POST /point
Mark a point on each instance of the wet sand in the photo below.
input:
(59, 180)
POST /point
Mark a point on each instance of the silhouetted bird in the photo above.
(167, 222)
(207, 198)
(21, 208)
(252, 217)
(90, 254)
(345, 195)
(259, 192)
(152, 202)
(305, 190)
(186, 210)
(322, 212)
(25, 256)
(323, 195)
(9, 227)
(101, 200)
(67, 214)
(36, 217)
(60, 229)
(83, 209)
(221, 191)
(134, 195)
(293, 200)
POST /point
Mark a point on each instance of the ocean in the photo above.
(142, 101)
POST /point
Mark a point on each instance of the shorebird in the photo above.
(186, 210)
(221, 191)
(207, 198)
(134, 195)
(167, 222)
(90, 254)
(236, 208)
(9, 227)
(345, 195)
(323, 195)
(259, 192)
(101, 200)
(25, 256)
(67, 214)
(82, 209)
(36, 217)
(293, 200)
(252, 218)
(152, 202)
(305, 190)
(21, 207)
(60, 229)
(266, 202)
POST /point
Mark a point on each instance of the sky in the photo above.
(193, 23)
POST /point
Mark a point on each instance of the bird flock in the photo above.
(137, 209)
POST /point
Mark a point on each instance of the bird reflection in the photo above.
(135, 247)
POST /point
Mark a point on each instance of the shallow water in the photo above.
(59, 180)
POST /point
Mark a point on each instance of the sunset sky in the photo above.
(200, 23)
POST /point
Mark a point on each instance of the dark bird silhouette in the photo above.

### GIVEN REQUEST
Make an exact copy of the material above.

### FULL OUTPUT
POST /point
Mark a point on each instance of the wet sand in the photo below.
input:
(59, 180)
POST /point
Mark a point on each instance of the silhouetted bird in the photo above.
(167, 222)
(207, 198)
(21, 208)
(252, 217)
(90, 254)
(345, 195)
(259, 192)
(152, 202)
(305, 190)
(186, 210)
(322, 212)
(25, 256)
(323, 195)
(9, 227)
(101, 200)
(67, 214)
(36, 217)
(60, 229)
(83, 209)
(221, 191)
(134, 195)
(293, 200)
POST /point
Mark a point on each instance of the ocean in the photo above.
(142, 101)
POST /point
Mark a point on each instance of the shorebird in the photo above.
(186, 210)
(221, 191)
(207, 198)
(134, 195)
(167, 222)
(90, 254)
(236, 208)
(9, 227)
(345, 195)
(323, 195)
(259, 192)
(101, 200)
(25, 256)
(67, 214)
(82, 209)
(36, 217)
(293, 200)
(252, 218)
(152, 202)
(305, 190)
(21, 207)
(60, 229)
(266, 202)
POST /point
Mark a point on each instance of the sky in the photo above.
(193, 23)
POST /point
Mark a point on each instance of the bird flock in the photo above.
(137, 209)
POST /point
Mark a point on each instance of the bird reflection in the photo above.
(135, 247)
POST /point
Mark a point on each instance of the shallow water in the photo above.
(59, 180)
POST /point
Mark a point on each instance of the sunset sky in the photo above.
(200, 23)
POST /point
Mark a point on each instance of the dark bird silhouette in the photo above.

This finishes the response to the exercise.